POLAR: Automating Cyber Threat Prioritization through LLM-Powered Assessment
Luoxi Tang, Yuqiao Meng, Ankita Patra, Weicheng Ma, Muchao Ye, Zhaohan Xi
TL;DR
Polar addresses the challenge of prioritizing a deluge of cyber threat intelligence by providing an end-to-end LLM-powered pipeline that converts unstructured CTI into structured threat instances with actionable mitigations. It introduces a four-stage workflow—CTI triage, static CVSS scoring, exploitation forecasting, and mitigation recommendation—that grounds reasoning in external knowledge bases while maintaining end-to-end automation. The authors identify intrinsic LLM vulnerabilities in CTI (spurious correlations, contradictory knowledge, constrained generalization) and present a categorization methodology with stratification, autoregressive refinement, and human-in-the-loop supervision. Experiments on real-world CTI datasets show Polar outperforms baseline LLMs and specialized agents in triage accuracy, static-analysis reliability, exploitation forecasting, and mitigation prioritization, with code released for reproducibility.

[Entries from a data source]
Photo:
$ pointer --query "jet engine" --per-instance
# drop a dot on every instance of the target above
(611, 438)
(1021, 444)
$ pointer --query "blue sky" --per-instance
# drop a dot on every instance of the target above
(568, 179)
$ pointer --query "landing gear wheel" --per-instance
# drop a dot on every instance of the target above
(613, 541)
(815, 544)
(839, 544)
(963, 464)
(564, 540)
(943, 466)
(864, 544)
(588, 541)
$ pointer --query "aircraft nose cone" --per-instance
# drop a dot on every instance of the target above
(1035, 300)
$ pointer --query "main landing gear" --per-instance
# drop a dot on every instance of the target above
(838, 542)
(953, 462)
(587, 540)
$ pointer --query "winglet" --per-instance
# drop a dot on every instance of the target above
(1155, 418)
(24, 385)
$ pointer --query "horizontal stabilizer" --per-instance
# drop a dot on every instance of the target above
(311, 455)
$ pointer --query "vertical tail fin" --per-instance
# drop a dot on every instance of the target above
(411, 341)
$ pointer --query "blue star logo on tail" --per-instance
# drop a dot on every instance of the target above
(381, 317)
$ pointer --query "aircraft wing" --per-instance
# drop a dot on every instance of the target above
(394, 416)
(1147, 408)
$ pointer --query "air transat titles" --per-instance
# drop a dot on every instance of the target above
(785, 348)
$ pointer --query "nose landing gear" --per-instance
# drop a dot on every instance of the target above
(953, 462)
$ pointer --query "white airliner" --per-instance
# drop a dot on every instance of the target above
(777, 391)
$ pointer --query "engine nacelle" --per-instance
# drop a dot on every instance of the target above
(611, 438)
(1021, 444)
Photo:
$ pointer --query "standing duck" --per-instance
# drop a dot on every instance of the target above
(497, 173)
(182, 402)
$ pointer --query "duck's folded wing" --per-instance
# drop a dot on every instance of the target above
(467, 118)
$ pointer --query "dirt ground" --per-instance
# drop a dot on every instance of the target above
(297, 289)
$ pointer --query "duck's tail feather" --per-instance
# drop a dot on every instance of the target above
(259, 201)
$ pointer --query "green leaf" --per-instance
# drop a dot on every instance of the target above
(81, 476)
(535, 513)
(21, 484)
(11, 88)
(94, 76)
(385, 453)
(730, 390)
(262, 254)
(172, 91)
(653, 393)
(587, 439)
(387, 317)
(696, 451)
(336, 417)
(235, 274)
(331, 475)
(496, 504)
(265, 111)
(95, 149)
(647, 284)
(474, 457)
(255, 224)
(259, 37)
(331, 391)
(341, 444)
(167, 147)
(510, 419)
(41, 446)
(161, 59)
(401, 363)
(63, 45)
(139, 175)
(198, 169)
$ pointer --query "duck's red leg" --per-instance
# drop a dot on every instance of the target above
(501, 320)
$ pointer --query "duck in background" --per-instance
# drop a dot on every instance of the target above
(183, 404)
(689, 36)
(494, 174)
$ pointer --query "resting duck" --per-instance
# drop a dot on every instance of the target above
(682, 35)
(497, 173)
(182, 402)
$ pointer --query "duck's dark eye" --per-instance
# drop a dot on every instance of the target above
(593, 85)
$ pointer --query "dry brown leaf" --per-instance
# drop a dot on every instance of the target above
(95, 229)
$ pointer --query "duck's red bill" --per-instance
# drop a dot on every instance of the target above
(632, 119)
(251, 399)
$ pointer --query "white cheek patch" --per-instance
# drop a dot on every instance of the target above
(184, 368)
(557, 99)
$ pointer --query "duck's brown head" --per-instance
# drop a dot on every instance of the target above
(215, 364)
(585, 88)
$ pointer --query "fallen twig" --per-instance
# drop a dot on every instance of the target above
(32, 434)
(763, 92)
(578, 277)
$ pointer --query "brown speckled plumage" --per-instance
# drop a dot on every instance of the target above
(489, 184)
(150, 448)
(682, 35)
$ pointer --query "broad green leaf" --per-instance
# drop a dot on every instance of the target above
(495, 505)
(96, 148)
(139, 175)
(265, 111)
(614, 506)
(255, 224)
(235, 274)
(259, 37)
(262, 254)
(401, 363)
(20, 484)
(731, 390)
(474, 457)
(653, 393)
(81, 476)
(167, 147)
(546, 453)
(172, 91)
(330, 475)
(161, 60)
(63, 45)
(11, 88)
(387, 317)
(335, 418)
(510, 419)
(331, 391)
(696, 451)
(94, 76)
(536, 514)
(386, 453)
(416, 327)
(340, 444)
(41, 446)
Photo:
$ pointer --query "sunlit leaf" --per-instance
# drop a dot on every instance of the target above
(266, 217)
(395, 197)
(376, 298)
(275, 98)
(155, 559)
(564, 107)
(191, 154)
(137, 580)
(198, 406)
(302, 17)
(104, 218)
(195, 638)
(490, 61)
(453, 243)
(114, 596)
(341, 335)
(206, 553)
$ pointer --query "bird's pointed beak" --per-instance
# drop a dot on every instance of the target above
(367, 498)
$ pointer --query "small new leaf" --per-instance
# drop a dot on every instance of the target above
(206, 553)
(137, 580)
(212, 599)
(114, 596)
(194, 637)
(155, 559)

> DESCRIPTION OF THE TASK
Extract the full POLAR paper summary, word for word.

> RESPONSE AREA
POLAR: Automating Cyber Threat Prioritization through LLM-Powered Assessment
Luoxi Tang, Yuqiao Meng, Ankita Patra, Weicheng Ma, Muchao Ye, Zhaohan Xi
TL;DR
Polar addresses the challenge of prioritizing a deluge of cyber threat intelligence by providing an end-to-end LLM-powered pipeline that converts unstructured CTI into structured threat instances with actionable mitigations. It introduces a four-stage workflow—CTI triage, static CVSS scoring, exploitation forecasting, and mitigation recommendation—that grounds reasoning in external knowledge bases while maintaining end-to-end automation. The authors identify intrinsic LLM vulnerabilities in CTI (spurious correlations, contradictory knowledge, constrained generalization) and present a categorization methodology with stratification, autoregressive refinement, and human-in-the-loop supervision. Experiments on real-world CTI datasets show Polar outperforms baseline LLMs and specialized agents in triage accuracy, static-analysis reliability, exploitation forecasting, and mitigation prioritization, with code released for reproducibility.